=== Alıştırma a ===
Aşağıdaki şükür metninde hangi hava için şükrediliyor?

=-=-=-=-=

Popüler Konu Düşünce Gücü/Pozitif Düşünce/Olumlamalar

Yoğunluktan bugün sabah şükretmeyi unutmuşum,sayende hatırladım teşekkür ederim :))
 
Günaydın,

Şükür

Normalde binlerce lira ödeyerek sahip olabileceğim, belki Türkiye'de bulamadığım için hiç alamayacağım kitaplara bedava ulaşabildiğim için şükrediyorum. İstediğim filmi izleyebildiğim, şarkıları ücretsiz dinleyebildiğim, oturduğum yerden bir sürü yeni sanatçı keşfedebildiğim için şükrediyorum. Bilgisayarım ve internetim için şükrediyorum. Bugünkü güzel güneşli hava için şükrediyorum. Youtube için şükrediyorum :)

=-=-=-=-=

=== Alıştırma b ===
Aşağıdaki satırlardan "machine" sözcüğünü içerenlerin tümünü listeleyin.

=-=-=-=-=

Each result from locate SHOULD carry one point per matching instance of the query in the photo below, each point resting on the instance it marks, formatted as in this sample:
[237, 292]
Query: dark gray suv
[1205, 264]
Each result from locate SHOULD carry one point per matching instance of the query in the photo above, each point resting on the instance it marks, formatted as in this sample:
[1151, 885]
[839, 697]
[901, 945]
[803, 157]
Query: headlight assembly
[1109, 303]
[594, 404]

=-=-=-=-=

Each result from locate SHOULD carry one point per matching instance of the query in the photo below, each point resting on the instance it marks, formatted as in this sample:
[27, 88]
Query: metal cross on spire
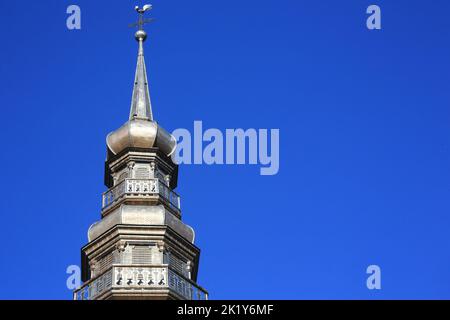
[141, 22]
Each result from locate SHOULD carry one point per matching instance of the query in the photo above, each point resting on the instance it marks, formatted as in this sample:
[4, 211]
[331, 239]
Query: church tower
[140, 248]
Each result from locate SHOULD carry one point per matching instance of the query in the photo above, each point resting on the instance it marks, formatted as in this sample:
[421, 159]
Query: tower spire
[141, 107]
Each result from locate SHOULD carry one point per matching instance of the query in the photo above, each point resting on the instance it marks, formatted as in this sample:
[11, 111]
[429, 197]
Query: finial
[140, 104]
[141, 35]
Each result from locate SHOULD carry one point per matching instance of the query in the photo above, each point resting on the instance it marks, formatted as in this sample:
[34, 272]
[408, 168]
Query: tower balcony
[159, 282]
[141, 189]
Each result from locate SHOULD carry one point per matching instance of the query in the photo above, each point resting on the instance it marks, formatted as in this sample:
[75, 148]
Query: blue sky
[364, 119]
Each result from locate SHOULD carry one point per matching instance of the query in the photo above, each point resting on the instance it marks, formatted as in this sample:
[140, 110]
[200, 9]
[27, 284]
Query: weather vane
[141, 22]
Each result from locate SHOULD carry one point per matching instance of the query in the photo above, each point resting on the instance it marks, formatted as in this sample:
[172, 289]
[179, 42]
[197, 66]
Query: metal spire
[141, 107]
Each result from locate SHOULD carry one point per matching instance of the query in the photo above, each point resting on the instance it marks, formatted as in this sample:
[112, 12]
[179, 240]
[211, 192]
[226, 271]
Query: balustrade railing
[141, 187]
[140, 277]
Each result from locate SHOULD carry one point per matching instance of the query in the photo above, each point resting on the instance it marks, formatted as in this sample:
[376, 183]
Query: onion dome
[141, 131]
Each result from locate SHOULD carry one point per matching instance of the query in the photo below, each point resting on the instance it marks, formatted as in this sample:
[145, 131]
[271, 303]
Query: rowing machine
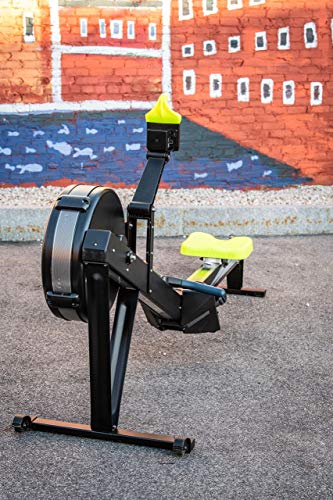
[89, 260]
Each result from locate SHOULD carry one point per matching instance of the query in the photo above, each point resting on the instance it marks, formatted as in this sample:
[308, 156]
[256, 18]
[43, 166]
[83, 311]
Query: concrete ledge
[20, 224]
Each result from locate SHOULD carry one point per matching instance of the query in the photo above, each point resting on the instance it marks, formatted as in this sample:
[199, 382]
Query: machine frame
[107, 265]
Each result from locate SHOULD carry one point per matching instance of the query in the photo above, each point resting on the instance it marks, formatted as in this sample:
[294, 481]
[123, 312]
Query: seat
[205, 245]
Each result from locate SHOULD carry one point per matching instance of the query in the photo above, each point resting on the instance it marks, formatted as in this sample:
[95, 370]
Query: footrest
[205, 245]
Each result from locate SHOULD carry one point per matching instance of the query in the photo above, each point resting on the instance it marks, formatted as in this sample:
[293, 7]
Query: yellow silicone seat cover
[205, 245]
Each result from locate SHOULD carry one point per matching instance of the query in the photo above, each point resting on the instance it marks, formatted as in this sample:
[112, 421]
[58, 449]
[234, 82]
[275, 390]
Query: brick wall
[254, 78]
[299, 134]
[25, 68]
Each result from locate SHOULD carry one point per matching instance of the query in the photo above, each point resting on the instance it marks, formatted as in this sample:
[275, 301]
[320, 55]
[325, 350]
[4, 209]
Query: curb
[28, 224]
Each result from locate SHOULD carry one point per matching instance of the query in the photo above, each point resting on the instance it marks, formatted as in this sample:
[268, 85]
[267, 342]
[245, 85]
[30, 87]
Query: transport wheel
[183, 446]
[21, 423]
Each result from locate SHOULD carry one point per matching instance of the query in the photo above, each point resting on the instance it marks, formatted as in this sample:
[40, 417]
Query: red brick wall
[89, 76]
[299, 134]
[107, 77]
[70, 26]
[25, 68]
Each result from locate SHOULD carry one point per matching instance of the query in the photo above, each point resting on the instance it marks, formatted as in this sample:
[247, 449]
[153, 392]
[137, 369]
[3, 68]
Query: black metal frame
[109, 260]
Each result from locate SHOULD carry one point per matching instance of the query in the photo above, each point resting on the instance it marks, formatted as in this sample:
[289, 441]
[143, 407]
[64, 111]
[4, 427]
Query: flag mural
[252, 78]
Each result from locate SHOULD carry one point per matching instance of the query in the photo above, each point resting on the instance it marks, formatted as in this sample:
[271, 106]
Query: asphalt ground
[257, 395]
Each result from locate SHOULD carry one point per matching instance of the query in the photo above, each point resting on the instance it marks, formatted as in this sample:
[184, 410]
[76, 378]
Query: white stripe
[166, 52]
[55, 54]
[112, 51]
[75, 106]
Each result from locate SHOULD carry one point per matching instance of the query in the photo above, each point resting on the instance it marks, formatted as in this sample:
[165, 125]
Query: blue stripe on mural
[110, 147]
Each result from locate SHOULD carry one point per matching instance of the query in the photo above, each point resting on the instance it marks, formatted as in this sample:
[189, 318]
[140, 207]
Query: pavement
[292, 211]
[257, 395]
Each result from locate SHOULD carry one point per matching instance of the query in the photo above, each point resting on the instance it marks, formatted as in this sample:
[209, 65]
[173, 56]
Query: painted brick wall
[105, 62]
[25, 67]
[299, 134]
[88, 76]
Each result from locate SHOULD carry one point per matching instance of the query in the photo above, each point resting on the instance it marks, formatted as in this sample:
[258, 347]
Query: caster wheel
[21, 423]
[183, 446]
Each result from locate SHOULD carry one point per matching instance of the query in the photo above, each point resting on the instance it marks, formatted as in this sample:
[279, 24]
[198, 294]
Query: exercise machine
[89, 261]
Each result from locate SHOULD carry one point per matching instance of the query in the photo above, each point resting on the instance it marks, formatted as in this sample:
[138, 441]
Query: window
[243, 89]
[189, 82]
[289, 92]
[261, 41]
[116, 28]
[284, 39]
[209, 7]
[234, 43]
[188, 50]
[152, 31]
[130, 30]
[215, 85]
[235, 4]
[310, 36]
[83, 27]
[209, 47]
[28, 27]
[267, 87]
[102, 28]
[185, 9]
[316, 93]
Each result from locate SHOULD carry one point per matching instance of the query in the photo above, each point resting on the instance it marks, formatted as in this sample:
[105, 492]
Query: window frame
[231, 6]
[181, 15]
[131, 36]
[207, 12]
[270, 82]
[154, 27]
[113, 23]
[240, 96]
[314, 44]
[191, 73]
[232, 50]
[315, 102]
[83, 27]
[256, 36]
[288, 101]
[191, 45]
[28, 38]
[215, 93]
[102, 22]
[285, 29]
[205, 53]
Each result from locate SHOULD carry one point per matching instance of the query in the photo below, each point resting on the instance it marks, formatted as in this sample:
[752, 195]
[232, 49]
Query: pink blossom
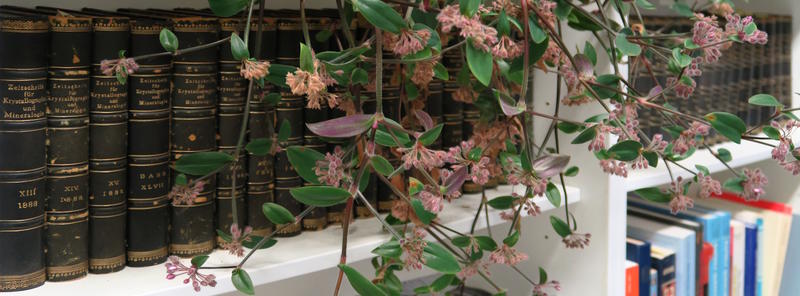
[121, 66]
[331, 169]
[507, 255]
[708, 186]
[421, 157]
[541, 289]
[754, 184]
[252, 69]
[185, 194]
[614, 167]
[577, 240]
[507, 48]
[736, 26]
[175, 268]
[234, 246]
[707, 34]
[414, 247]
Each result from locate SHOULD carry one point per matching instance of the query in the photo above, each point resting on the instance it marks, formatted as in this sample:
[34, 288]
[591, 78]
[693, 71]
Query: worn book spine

=-=-=-=-=

=== Doğru yanıt a ===
Bugünkü güzel güneşli hava için.

=== Doğru yanıt b ===
Query: rowing machine
Query: machine frame
Query: exercise machine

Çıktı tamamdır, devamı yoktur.